== GIVEN TEXT ==
Myocor is ready to take the next step. The 10-year-old Maple Grove company’s cornerstone product is its Coapsys device, which treats regurgitation, or improper closure and leaking, of the heart’s mitral valve. According to the Mayo Clinic, as many as one in five people over age 55 have some kind of mitral valve regurgitation, which can leave sufferers fatigued and short of breath.
Coapsys is currently undergoing U.S. clinical trials. To move from being a clinical evaluation-stage company to being a commercial operation, Myocor needed new leadership. In December, it tapped James Hickey, Jr., as its new president and CEO, a manager whose proven skills have guided three local medical-device companies to better times.
After 15 years with Chicago-based medical-products company Baxter International, Hickey joined Aequitron Medical, a maker of infant monitors and ventilators, in 1993. Three years later, after beefing up the Plymouth company’s sales and management, Hickey oversaw its purchase by a division of Tyco Healthcare. The next year, as CEO of Angeion Corporation, Hickey moved that troubled Brooklyn Park company out of the crowded implantable-defibrillator business, shifting it to the more promising market of pulmonary and cardiorespiratory-testing equipment. Angeion turned a profit this year. Then, in 2002, Hickey took charge of Pulmonetic Systems, where he’d been a board member. He built up the Plymouth company’s portable ventilator business, and last year, Pulmonetic Systems was acquired by Pennsylvania-based Viasys Healthcare.
===
§ **AIM OF THE EXERCISE**
Please list every company the article on Myocor says James Hickey, Jr. worked for or led, in the order they appear.
== GIVEN INFORMATION ==
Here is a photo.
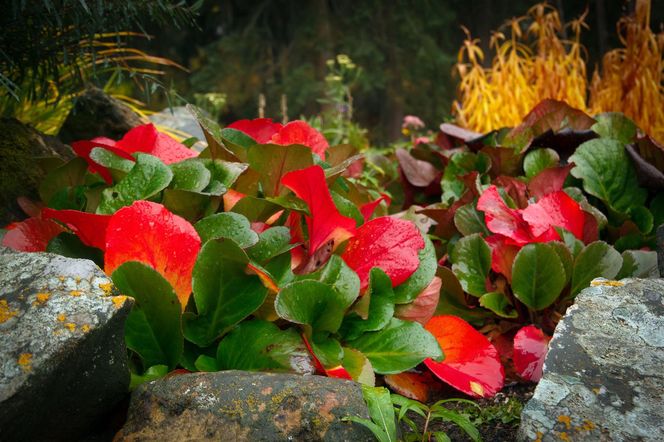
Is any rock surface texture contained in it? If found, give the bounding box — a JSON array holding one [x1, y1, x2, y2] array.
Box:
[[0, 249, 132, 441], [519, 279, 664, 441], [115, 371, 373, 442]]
===
§ **COMPLETED EXERCISE**
Myocor, Baxter International, Aequitron Medical, Angeion Corporation, Pulmonetic Systems